[INFORMATION GIVEN]
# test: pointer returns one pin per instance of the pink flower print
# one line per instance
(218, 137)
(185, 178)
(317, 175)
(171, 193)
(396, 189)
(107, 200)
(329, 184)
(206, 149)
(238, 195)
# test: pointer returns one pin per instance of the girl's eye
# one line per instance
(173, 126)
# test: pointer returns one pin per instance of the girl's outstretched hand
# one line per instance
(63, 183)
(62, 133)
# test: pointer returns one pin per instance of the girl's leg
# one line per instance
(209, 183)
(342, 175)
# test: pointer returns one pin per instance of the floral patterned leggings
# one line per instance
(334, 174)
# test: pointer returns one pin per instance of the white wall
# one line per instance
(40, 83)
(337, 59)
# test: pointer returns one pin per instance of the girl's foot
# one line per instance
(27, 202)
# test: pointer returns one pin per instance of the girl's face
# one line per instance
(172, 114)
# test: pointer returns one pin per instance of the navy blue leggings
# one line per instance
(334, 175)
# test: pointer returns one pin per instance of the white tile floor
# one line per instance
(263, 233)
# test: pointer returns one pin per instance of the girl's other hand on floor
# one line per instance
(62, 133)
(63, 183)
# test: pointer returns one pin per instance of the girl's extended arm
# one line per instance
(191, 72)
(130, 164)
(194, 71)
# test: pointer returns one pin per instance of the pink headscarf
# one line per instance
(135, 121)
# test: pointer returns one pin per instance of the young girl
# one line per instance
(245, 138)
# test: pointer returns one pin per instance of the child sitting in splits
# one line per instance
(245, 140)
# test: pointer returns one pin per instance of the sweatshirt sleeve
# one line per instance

* * *

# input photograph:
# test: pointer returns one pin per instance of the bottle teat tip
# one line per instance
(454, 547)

[ACTION ITEM] Your answer should consist of the lines from the material that contain "white".

[TASK RESULT]
# test: pointer returns one pin per instance of the white wall
# test: pointer returns one pin per instance of the white tile floor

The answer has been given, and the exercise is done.